Given entries →
#####

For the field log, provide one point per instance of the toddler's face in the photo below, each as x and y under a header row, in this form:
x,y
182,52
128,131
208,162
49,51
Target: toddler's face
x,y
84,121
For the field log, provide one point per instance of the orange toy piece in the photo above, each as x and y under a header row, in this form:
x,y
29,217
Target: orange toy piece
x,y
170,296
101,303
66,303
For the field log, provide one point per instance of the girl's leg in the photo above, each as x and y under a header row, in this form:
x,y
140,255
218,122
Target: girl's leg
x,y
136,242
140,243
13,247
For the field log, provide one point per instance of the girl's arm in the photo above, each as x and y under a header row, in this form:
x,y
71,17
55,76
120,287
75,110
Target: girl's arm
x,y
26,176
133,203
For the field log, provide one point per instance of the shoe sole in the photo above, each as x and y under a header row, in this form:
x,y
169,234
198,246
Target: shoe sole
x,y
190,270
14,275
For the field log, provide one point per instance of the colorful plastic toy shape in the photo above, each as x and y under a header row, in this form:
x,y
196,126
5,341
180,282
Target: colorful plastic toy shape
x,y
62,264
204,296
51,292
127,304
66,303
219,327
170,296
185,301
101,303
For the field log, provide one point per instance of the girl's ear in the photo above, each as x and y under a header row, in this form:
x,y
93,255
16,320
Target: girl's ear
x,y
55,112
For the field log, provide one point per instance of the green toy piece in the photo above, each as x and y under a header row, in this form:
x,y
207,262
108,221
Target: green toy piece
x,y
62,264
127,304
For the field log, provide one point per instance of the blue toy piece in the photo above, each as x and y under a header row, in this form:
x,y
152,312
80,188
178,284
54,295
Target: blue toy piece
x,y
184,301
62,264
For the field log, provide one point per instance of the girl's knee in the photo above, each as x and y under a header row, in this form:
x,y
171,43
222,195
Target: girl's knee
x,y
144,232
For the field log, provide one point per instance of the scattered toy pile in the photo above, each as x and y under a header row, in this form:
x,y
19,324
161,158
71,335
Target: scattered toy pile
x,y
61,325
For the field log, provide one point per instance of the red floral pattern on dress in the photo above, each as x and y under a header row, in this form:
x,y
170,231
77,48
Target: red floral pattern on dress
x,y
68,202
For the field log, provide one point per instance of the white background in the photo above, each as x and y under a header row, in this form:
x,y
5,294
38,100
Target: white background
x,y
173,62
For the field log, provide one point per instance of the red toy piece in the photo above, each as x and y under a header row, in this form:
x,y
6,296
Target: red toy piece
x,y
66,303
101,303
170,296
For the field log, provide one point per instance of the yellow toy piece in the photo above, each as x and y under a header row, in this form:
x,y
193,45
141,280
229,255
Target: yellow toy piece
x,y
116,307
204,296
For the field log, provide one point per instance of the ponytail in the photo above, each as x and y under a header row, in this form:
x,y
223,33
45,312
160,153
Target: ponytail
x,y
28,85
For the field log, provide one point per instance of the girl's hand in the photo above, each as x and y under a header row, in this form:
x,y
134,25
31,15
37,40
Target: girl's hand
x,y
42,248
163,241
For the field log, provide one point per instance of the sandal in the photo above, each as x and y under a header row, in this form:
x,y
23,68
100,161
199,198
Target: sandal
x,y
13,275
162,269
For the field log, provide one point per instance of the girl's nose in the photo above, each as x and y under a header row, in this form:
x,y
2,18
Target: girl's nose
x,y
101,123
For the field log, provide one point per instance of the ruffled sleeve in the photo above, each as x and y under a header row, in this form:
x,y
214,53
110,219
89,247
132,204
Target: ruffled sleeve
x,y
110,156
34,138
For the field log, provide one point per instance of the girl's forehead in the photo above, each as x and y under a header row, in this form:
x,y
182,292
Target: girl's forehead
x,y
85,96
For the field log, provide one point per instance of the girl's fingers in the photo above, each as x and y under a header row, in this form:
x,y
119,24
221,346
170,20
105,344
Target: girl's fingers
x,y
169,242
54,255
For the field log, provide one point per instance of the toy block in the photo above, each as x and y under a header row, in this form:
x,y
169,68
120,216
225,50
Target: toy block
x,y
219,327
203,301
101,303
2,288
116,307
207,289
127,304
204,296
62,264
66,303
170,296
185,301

#####

Once more, write all of the records exactly as given.

For the field log, provide one point per instance of the toddler's face in the photo below, each as x and y under a header row, in this form:
x,y
182,52
128,131
208,162
49,51
Target: toddler's face
x,y
84,121
For the field log, provide one point per instance of the orange toy piece in the photo above, each as x and y under a header row, in this form:
x,y
29,217
Target: orange toy piece
x,y
170,296
101,303
66,303
For the field log, provide one point per instance of the girl's leg in the photo above, each as x and y under a header row, in this form:
x,y
140,255
218,122
Target: girl's leg
x,y
136,242
140,243
13,247
For the field log, provide one point per instance of the girl's arm in the photo above, each as x and y under a header row, in this form:
x,y
71,17
55,76
120,287
75,110
Target: girl's arm
x,y
26,176
133,203
For the field log, provide one point per instance of the shoe sole in the photo above, each as x and y under a header row, in this form:
x,y
169,234
198,246
Target: shoe sole
x,y
190,270
14,275
For the field log, provide one point per instance of the colorful plastic toy shape in the photo above, each as x and y under a header row, in this form:
x,y
196,126
5,341
180,282
Target: colorful plastic toy shape
x,y
62,264
204,296
51,292
127,304
66,303
219,327
170,296
185,301
101,303
For the field log, provide one point per instance of the girl's ear in the photo above, each as x and y under a header row, in this form:
x,y
93,255
16,320
Target: girl's ear
x,y
55,112
For the field log, provide one point per instance of the green toy piece in the photo above, each as x and y under a header row, in this form:
x,y
207,262
108,221
Target: green toy piece
x,y
62,264
127,304
For the field log, provide one point per instance of the blue toy piece in the photo above, each as x and y under a header row, in this form:
x,y
152,312
80,188
178,284
54,295
Target: blue toy piece
x,y
184,301
62,264
For the field log, provide one point per instance of the girl's knee in the photo above, each as x and y under a header row, in this form:
x,y
171,43
222,195
Target: girl's knee
x,y
144,232
For the field log, provide one point per instance of the scattered toy pile in the photo above, each as x and y under a header row, in this form:
x,y
19,324
161,158
71,335
Target: scattered toy pile
x,y
61,325
For the field log, provide one point per instance of the red floral pattern on dress in the photo above, each as x and y under a header row, in this form:
x,y
170,231
77,48
Target: red floral pattern on dress
x,y
68,202
For the field log, provide one point per instance of the white background in the photo above, each as x and y under a header row, in this form:
x,y
5,294
38,100
Target: white background
x,y
173,62
For the field log, provide one point per instance of the red toy piece in the photo above, each as x and y under a header row, in this form:
x,y
6,296
Target: red toy piece
x,y
66,303
101,303
170,296
For the field log, provide one point per instance of the yellow toy piece in the photo above, each as x and y under a header row, in this form:
x,y
193,45
141,280
229,255
Target: yellow toy piece
x,y
116,307
204,296
For the field log, provide one point per instance of the ponytail in the photo above, each as x and y under a header row, in this form:
x,y
223,33
45,312
160,153
Target: ponytail
x,y
28,85
For the field log, provide one point per instance of the girl's hand in the photo above, each as x and y under a header row, in this form:
x,y
134,25
31,15
37,40
Target: girl's hand
x,y
42,248
163,241
For the field log, provide one point per instance of the sandal in the photo above, each as x and y under a header row, in this form:
x,y
23,68
100,161
199,198
Target: sandal
x,y
13,275
162,269
For the field log, provide one point per instance of the girl's nose in the photo above, each as x and y under a header row, in this form:
x,y
2,18
Target: girl's nose
x,y
101,123
For the field log, provide one point per instance of the ruffled sleeve in the photo above, each as x and y under a header row, in this form:
x,y
214,53
110,219
89,247
132,204
Target: ruffled sleeve
x,y
110,156
34,138
For the field log, provide one point per instance of the girl's forehead in the photo above, each as x and y under a header row, in this form:
x,y
182,292
Target: girl's forehead
x,y
85,96
For the field log, provide one point per instance of the girl's fingers in the photo above, each as x and y under a header row, in this form:
x,y
119,24
221,346
170,20
105,344
Target: girl's fingers
x,y
169,242
54,255
For the field log, provide one point per instance of the toy block in the photo above, each as x and y under a header row, in this form:
x,y
169,68
120,216
225,50
Target: toy block
x,y
219,327
203,301
101,303
2,288
116,307
207,289
127,304
204,296
62,264
66,303
170,296
185,301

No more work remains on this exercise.